SELECTED EXTRACT:
┌────────

The Bugbook Historical Microcomputer Museum  was a small display of several hundred key items from the collection of computer hobbyist David G. Larsen. The Museum was developed and maintained by the LCF Group (David & Gaynell Larsen and Dee Wallace) in Floyd, Virginia from 2008-2016.  The name of the museum comes from the Bugbooks and Blacksburg Continuing Education Books a, a series of instructional books created by the "Blacksburg Group" during the late 1970s & 80's. David was a part of the group. The museum closed in May 2016 and Larsen donated the majority of his collection to the Computer Museum of America in Roswell, Georgia.

History
The museum curator, David Larsen, collected computer artifacts and memorabilia for over forty years. He was interested in electronics at an early age and had his start in computers in 1957 with a Navy assignment at Remington Rand UNIVAC St. Paul. His entire career has involved electronics and microcomputers. This includes thirty one years as a Virginia Tech faculty member teaching instrumentation and automation. He is also an amateur radio operator and has been for six decades.

└────────

[Object pointing dataset rows]
┌────────

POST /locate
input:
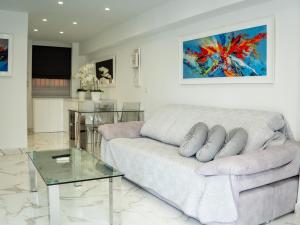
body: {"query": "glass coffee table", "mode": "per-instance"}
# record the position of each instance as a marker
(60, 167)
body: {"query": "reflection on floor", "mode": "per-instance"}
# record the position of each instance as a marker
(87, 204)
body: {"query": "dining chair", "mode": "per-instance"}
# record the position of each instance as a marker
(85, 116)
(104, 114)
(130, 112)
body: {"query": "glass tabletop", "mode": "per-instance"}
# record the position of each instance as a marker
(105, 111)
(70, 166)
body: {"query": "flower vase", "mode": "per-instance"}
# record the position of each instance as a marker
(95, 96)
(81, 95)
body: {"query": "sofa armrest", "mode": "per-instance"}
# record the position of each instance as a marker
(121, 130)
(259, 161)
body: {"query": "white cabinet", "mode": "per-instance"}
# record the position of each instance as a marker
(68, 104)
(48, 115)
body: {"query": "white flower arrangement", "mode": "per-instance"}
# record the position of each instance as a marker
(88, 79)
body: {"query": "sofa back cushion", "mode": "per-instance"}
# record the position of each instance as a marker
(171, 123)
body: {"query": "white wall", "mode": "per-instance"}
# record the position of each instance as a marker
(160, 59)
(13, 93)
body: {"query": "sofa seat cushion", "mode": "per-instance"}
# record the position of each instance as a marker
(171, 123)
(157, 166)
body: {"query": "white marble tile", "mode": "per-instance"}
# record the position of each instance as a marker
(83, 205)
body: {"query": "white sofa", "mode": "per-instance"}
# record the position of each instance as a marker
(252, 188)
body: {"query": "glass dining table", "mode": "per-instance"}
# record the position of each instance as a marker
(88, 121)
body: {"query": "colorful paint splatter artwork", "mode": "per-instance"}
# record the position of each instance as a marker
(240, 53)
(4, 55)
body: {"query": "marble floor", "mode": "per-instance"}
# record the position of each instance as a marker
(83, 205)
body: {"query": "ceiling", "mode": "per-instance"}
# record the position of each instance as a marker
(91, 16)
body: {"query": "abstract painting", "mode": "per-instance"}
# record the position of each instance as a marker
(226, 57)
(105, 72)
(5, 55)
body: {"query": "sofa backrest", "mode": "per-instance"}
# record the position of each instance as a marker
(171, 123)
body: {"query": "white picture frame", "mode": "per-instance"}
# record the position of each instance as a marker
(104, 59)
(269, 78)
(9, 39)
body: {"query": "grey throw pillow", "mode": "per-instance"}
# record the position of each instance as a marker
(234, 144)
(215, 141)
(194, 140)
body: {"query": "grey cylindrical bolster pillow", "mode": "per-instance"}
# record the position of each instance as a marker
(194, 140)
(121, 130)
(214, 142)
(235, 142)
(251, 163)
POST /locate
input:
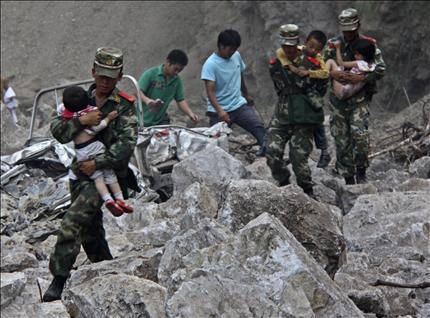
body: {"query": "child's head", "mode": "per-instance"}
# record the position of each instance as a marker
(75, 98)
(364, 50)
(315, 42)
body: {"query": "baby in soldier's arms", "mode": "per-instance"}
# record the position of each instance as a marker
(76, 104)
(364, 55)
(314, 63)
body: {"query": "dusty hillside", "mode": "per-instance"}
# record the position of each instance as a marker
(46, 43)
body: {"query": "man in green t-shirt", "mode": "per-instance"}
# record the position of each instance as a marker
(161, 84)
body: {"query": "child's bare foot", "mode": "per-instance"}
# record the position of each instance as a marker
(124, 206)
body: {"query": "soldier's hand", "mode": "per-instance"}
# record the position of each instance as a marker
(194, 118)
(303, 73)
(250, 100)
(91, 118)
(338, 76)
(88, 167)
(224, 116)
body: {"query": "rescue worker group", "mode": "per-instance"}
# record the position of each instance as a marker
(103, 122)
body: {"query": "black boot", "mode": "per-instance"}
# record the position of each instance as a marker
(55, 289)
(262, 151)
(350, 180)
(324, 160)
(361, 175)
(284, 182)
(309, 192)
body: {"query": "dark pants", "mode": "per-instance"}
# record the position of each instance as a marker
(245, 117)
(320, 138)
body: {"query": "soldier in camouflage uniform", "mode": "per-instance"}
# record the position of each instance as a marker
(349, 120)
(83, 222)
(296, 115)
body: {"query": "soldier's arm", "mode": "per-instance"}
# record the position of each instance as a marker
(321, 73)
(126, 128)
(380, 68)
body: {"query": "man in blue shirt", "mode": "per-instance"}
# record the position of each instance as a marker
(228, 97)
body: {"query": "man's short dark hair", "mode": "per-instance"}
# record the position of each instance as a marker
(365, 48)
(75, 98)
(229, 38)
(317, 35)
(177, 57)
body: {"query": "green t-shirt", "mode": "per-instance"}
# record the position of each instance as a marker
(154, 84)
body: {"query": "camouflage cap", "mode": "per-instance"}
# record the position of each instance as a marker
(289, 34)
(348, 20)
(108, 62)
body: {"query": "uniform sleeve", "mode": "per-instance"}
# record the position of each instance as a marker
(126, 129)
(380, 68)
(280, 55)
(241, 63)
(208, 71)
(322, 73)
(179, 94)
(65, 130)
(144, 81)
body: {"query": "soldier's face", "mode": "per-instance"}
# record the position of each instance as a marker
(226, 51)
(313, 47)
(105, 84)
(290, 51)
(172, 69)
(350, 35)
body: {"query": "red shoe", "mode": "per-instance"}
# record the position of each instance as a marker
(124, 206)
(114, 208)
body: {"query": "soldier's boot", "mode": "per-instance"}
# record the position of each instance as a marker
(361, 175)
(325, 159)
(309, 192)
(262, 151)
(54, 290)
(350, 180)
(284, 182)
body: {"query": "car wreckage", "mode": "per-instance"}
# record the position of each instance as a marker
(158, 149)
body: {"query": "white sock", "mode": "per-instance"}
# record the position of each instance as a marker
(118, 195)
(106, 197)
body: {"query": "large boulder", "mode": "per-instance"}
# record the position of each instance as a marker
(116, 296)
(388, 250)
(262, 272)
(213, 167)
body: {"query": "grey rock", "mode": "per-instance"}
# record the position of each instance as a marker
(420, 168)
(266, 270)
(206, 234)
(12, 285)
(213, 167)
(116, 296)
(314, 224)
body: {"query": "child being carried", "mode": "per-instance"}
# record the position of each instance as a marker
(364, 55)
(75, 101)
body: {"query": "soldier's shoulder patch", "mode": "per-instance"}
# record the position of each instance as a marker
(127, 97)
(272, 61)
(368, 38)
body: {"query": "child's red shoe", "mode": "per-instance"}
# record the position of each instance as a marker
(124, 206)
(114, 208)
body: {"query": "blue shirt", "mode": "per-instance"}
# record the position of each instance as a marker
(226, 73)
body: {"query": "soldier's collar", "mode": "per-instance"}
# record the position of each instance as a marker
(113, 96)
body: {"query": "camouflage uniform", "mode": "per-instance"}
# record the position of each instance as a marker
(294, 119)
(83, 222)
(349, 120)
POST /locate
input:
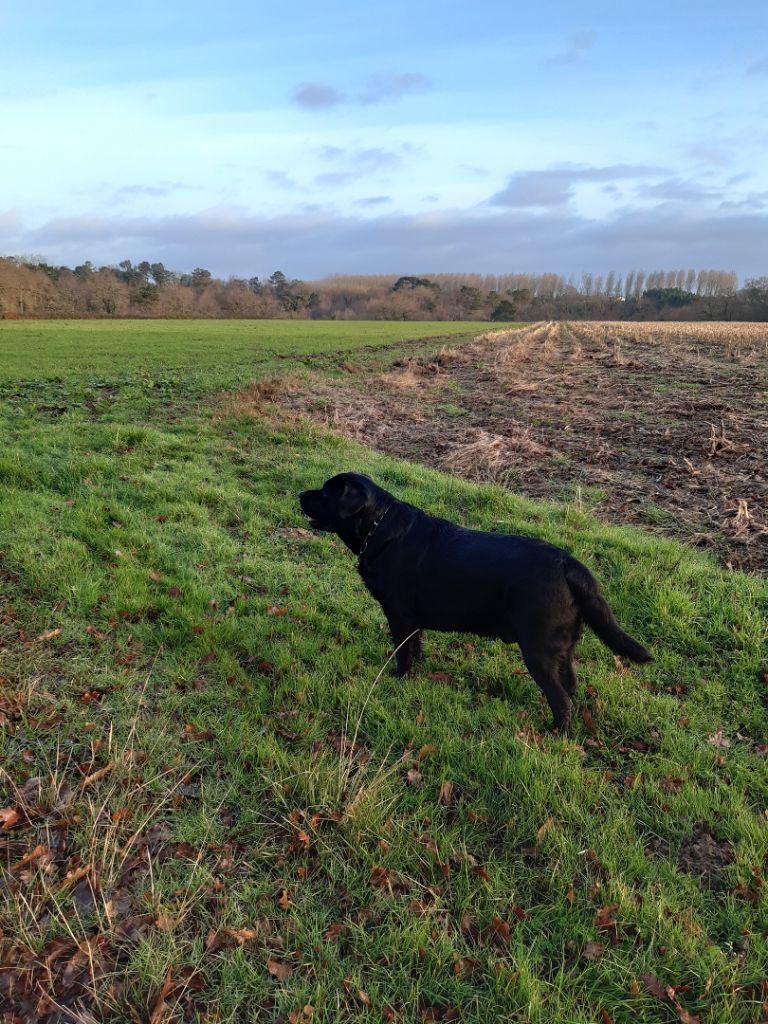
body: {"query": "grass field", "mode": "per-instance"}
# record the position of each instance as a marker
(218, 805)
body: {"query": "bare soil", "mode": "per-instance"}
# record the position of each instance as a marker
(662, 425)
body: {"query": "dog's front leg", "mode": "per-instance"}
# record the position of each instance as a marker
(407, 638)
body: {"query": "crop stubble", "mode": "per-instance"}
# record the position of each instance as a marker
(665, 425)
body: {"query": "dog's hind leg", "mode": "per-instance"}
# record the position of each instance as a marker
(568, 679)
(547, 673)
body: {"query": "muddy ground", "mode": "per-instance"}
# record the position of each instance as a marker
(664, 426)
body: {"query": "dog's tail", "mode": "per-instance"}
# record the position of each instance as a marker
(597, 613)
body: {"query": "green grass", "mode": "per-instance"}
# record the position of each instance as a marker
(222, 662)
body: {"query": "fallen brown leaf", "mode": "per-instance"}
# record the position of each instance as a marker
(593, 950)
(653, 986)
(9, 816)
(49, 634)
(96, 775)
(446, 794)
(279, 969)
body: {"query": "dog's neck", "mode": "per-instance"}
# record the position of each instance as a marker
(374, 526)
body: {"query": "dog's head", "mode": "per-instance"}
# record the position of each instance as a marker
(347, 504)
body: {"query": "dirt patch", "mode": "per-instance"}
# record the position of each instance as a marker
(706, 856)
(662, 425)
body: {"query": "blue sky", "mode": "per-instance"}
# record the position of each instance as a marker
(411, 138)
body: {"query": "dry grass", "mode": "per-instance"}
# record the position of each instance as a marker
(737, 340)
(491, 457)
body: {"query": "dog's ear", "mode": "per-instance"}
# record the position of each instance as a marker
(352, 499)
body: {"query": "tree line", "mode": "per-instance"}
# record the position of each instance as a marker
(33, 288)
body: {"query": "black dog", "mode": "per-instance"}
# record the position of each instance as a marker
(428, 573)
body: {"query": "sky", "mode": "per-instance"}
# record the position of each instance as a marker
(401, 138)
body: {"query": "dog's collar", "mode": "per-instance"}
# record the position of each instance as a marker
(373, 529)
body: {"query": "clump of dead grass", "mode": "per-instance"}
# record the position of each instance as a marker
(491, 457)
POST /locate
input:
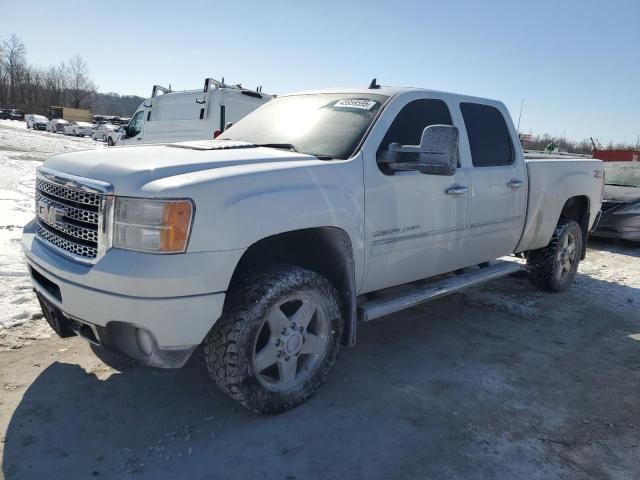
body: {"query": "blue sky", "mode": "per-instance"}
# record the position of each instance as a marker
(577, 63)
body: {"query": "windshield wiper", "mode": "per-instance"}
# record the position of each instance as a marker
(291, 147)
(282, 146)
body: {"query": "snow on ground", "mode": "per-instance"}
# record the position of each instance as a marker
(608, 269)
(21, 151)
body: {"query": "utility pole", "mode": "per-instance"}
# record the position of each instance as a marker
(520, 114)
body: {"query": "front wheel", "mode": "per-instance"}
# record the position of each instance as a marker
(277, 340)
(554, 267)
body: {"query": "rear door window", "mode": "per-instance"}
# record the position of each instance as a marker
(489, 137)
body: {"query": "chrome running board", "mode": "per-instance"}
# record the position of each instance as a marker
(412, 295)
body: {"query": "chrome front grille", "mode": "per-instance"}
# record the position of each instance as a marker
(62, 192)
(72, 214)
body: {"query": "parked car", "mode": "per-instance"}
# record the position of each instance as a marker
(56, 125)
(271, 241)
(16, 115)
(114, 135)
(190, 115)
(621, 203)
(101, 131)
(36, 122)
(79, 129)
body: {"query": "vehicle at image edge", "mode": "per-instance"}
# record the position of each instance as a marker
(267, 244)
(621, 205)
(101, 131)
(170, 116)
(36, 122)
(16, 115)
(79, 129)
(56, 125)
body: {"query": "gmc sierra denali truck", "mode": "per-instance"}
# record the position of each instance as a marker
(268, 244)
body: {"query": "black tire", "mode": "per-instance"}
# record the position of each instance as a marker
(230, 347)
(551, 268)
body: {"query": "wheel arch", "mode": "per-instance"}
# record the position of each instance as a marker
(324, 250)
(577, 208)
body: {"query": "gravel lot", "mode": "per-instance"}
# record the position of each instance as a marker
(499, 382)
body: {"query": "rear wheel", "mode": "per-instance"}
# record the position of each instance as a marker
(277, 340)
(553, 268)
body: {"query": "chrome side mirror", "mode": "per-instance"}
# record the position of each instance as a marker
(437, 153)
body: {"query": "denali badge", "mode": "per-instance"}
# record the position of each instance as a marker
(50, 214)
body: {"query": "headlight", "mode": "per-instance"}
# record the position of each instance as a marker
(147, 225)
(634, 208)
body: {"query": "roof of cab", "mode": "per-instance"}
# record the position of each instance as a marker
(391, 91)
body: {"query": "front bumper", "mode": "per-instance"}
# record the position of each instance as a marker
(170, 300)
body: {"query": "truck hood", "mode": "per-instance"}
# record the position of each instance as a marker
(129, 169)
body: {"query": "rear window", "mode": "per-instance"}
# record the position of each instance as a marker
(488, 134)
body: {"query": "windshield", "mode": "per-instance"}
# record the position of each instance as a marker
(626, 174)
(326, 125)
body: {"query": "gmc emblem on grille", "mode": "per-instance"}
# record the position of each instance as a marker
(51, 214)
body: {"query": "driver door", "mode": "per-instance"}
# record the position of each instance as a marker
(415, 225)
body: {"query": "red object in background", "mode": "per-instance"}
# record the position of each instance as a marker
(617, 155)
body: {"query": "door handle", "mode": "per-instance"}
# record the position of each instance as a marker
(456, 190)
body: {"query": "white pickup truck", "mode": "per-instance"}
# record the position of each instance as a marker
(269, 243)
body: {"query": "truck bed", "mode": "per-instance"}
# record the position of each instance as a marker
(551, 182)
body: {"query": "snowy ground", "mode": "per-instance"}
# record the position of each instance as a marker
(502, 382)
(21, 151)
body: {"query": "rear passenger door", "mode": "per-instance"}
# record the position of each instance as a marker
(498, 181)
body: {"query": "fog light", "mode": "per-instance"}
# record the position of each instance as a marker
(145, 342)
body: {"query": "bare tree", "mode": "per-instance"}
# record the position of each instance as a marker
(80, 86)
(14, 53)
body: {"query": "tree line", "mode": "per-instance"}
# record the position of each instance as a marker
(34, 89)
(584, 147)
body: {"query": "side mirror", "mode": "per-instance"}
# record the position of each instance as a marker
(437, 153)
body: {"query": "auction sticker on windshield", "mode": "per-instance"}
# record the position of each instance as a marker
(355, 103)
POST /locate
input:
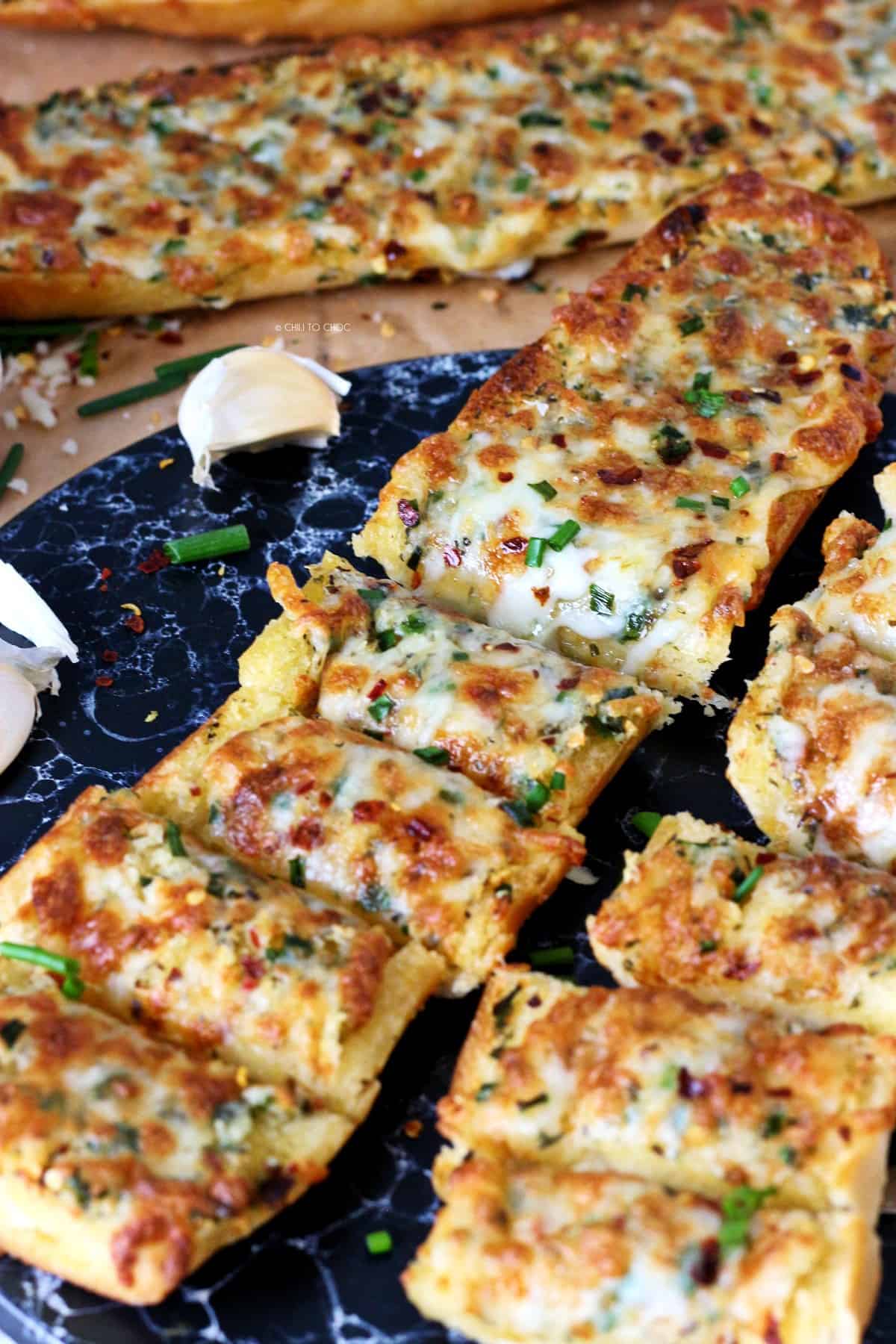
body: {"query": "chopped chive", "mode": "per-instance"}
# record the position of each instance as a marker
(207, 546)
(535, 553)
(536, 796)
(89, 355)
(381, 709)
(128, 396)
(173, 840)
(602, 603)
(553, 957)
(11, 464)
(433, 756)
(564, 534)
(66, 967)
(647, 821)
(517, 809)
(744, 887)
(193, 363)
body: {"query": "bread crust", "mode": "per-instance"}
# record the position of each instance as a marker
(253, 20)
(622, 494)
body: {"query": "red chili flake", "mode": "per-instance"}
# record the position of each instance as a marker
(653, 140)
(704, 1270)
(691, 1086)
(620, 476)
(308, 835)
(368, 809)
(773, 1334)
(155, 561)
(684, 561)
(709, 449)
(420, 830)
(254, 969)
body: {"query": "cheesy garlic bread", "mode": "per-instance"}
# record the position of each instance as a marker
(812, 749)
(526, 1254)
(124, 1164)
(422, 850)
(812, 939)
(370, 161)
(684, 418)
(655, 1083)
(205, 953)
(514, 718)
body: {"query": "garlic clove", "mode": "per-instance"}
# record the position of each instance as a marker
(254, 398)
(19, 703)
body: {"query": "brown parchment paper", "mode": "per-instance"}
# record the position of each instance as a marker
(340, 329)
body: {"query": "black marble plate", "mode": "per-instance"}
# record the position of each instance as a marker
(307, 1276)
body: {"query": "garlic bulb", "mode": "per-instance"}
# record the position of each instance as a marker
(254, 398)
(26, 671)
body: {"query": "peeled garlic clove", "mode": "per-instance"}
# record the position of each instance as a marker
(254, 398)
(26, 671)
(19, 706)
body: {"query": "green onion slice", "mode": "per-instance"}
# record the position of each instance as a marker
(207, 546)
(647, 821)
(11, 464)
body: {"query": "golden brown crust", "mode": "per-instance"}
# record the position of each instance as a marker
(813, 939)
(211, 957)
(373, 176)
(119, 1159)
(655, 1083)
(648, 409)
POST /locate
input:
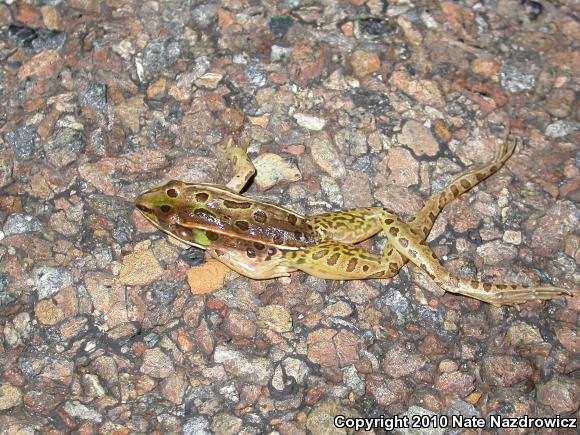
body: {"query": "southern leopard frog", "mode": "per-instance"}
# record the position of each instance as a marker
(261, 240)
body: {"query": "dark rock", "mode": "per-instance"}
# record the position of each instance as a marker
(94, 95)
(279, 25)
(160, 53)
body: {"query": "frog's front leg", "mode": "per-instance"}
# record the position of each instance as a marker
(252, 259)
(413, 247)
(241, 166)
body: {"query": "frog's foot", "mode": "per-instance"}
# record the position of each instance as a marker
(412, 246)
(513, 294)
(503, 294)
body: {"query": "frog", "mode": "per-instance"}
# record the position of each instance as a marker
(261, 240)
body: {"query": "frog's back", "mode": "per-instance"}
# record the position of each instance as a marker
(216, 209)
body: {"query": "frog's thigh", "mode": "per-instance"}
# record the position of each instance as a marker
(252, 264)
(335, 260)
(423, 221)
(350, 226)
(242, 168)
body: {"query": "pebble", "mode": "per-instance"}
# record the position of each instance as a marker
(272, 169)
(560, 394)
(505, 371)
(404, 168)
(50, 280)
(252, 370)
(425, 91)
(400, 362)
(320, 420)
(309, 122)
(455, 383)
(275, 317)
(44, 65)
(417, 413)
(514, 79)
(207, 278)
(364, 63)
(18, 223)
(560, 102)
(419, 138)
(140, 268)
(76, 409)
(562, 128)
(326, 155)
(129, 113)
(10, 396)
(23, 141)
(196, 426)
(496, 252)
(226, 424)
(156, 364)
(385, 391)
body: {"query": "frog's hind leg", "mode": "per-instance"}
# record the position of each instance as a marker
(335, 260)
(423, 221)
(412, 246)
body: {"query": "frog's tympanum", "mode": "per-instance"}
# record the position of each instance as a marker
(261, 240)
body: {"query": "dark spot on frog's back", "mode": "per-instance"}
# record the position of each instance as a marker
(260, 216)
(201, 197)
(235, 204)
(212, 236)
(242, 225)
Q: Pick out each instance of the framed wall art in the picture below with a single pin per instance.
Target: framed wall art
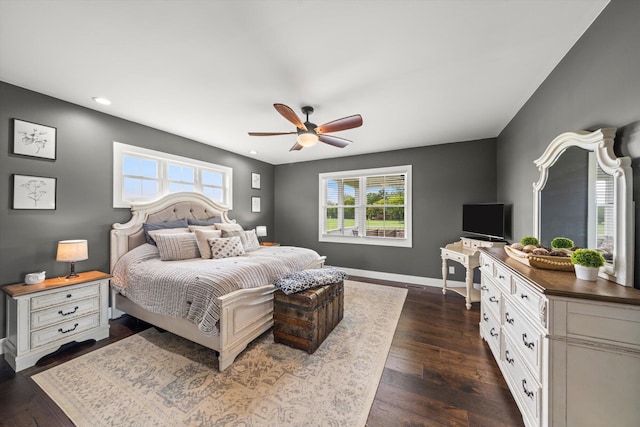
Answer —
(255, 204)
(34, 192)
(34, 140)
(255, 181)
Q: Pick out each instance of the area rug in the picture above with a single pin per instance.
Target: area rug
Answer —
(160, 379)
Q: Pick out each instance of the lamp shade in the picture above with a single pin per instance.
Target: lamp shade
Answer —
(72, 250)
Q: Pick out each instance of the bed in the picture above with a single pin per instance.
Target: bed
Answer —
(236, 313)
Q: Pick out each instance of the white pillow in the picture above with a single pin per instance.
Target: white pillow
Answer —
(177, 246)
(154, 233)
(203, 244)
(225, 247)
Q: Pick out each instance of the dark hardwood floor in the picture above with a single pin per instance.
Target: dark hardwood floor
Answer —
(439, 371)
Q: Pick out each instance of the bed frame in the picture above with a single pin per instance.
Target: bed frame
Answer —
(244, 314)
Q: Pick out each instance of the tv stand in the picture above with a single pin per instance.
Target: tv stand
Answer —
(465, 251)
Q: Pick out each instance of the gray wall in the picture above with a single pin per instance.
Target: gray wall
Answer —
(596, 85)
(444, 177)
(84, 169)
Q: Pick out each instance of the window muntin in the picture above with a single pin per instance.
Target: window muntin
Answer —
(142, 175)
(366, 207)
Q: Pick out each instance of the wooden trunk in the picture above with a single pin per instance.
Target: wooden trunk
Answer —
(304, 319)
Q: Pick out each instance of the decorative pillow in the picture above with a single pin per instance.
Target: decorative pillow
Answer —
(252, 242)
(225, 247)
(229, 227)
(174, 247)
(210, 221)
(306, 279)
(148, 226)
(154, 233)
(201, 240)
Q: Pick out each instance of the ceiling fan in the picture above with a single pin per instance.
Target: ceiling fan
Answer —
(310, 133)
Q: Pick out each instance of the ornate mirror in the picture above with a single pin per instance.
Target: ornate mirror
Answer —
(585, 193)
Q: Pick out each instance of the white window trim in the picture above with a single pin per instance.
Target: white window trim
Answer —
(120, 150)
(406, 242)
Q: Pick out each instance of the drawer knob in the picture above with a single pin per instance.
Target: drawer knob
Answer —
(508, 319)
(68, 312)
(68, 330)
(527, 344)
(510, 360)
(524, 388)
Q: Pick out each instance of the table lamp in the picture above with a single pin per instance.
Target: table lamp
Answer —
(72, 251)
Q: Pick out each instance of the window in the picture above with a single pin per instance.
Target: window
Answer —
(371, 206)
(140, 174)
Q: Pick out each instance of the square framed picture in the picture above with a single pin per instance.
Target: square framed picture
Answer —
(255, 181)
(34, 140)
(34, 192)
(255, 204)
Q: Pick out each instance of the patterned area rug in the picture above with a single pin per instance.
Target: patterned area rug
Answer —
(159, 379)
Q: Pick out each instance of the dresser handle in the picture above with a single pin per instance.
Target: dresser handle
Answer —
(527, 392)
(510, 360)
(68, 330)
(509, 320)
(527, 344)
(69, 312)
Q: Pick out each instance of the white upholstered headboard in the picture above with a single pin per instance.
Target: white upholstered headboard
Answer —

└────────

WHAT IS ASKED:
Using the text on the Bugbook museum, answer each of the following briefly:
(a) In which town did the museum operate, and during which years?
(b) In what year did David Larsen begin working with computers, and through what assignment?
(c) For how many years was he a Virginia Tech faculty member?

WRITTEN RESPONSE:
(a) Floyd, Virginia, from 2008 to 2016.
(b) In 1957, through a Navy assignment at Remington Rand UNIVAC St. Paul.
(c) Thirty-one years.